A verbatim transcript of the lines below, starting at the first and ending with the one that holds "rough mask: <svg", is what should be produced.

Input data Block Start

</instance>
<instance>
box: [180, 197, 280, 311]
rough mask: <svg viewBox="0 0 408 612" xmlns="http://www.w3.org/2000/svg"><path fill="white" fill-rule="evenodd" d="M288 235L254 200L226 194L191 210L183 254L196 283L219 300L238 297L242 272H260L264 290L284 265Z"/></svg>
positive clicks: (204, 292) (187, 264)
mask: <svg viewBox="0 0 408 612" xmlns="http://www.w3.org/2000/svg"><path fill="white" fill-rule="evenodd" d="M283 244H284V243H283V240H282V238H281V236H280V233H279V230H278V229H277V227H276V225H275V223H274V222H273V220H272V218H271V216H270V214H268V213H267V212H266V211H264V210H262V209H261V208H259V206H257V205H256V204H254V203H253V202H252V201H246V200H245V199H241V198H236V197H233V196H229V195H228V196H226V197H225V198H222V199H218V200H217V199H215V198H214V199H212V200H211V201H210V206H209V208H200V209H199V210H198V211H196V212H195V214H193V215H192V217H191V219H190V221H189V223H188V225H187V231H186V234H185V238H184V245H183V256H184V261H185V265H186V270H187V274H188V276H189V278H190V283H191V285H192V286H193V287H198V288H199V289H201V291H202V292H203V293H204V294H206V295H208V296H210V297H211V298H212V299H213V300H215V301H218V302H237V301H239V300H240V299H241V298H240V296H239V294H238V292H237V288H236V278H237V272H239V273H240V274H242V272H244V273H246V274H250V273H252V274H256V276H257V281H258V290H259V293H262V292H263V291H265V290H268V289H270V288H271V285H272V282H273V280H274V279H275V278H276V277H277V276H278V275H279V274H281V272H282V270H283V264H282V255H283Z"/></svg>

Input data Block End

> Response:
</instance>
<instance>
box: [180, 197, 280, 311]
rough mask: <svg viewBox="0 0 408 612" xmlns="http://www.w3.org/2000/svg"><path fill="white" fill-rule="evenodd" d="M288 235L254 200L226 194L191 210L183 254L196 283L219 300L238 297L242 272H260L264 290L284 265Z"/></svg>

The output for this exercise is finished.